- Source extract:
The most intersting thing in this situation for me was how stubborn new developers insisted in the mockist style testing, trying to convince everyone that the downsides of that testing style were inevitable. For non-new developers who never tried to go a different route, the behaviour was the same, everyone kept preaching that making tests slower would be an unaccaptable trade off.

Example 3: The llm importer

Different context. I was working on an application that took some unstructured input text and turned it into structured data. The domain doesn't really matter - only needs to be said that it was not exactly trivial and as with a lot of those usecases, there were a lot of edge cases. Everyone who worked on an application that does llm prompting probably knows that the process is inherently undeterminisitic and those models work more or less as black boxes.

The traditional engineers argued that tests should of course mock away all model calls because otherwise the desiderata deterministic and fast are not fulfilled. Additionally, they were not cheap, a desiderata not mentioned by Beck. Those tests ultimately tested that certain framework methods were called and certain plumbing classes were used and called as well. Resulting in an exceptionally tight coupling of test and main code, ad maximum degree of strucutre-sensitivity. Furthermore, it was not predicitve - the crucial behaviour of the application was mocked away. Given the behaviour was mainly determined by the external model call, the tests were not behavioral. When the model was updated, the test didn't reflect any of that.

So nature took its course: Errors were introduced, the service got broken, afterwards the development process was slowed down by manual testing because there was a high degree of uncertainty when changing anything.

Ultimately, those usecases were translated into tests that did use the external systems. The tests were not deterministic, so sample count had to be increased (kind of a retry). This made the tests slower. And still, the gains in automation, inspiring, readable, behavioral, structure-insensitive and predictive.

It then made sense to remove a bit of the quality of the automation and only keep a subset of those tests automatically executed on every merge request, with the option to execute the task manually on demand, for example when prompt text was changed or model dependencies were updated.

Closing words

Test desiderata needs to be our framework for crafting tests, period.

- Information shown:
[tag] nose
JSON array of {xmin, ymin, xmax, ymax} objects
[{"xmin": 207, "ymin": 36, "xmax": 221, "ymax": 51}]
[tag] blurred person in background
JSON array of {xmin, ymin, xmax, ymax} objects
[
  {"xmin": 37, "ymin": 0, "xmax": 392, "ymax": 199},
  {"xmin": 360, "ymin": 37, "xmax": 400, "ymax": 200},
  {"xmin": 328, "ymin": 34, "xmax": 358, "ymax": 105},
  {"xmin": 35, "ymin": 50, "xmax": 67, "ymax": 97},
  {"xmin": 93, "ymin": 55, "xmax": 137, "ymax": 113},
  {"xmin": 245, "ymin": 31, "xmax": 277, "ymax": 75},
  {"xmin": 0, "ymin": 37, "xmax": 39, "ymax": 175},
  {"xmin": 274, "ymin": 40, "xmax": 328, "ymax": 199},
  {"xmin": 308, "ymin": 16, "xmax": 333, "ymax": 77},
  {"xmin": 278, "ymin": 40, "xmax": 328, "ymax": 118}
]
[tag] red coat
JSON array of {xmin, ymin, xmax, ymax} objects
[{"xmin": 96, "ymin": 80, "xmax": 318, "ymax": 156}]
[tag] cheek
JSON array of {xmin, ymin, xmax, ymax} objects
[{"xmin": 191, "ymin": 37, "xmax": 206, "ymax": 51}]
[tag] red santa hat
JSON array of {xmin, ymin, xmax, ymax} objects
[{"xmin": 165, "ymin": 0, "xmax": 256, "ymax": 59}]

- What you are asked to do: Reproduce the portion of the testing essay that begins at the words "Ultimately, those usecases" and ends after "structure-insensitive and predictive.". The items have no role in this exercise.

- Answer section:
Ultimately, those usecases were translated into tests that did use the external systems. The tests were not deterministic, so sample count had to be increased (kind of a retry). This made the tests slower. And still, the gains in automation, inspiring, readable, behavioral, structure-insensitive and predictive.